**The data**
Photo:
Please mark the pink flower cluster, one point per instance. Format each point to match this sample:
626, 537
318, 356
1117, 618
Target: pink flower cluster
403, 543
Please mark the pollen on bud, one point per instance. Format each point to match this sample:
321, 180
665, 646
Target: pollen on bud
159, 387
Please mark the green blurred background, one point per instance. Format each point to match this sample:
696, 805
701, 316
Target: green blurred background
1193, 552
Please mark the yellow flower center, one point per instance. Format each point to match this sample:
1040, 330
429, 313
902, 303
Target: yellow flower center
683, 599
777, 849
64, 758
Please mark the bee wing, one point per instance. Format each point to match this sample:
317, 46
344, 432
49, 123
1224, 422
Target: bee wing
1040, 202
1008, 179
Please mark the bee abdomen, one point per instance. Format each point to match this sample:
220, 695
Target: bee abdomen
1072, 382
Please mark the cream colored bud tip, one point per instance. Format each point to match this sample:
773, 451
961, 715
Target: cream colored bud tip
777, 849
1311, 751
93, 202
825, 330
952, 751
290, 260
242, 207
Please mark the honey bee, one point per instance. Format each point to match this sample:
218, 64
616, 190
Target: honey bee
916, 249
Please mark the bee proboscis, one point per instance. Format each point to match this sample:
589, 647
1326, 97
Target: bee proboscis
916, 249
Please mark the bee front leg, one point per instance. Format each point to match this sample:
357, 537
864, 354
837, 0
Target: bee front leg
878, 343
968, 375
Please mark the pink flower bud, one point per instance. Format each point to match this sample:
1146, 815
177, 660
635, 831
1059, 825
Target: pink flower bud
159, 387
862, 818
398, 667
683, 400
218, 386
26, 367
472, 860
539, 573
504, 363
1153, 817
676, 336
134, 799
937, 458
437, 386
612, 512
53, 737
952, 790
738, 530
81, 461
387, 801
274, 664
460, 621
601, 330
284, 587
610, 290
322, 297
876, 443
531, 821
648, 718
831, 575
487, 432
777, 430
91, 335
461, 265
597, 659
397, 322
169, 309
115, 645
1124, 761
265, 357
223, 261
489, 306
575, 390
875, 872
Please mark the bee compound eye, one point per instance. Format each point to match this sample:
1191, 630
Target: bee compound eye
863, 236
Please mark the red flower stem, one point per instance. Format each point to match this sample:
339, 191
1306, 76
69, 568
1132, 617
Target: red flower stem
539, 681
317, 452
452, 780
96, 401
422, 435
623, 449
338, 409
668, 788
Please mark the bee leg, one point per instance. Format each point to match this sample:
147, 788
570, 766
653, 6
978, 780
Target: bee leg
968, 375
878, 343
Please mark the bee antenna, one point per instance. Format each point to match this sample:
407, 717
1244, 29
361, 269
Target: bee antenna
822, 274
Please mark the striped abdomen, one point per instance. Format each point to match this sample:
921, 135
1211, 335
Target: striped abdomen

**What to produce**
Reply with nothing except the number of lines in the listing above that include "striped".

**Expected answer**
2